Your output should be the line with "Q: What bounding" followed by every remaining line of the entries, reproduced exactly.
═══ ENTRIES PROVIDED
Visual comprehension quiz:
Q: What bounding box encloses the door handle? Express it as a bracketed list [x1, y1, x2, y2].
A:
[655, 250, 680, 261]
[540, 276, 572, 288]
══════
-- EXERCISE RESULT --
Q: What bounding box encloses the door handle? Express it as a bracketed list [x1, y1, x2, y2].
A:
[655, 250, 680, 261]
[540, 276, 572, 288]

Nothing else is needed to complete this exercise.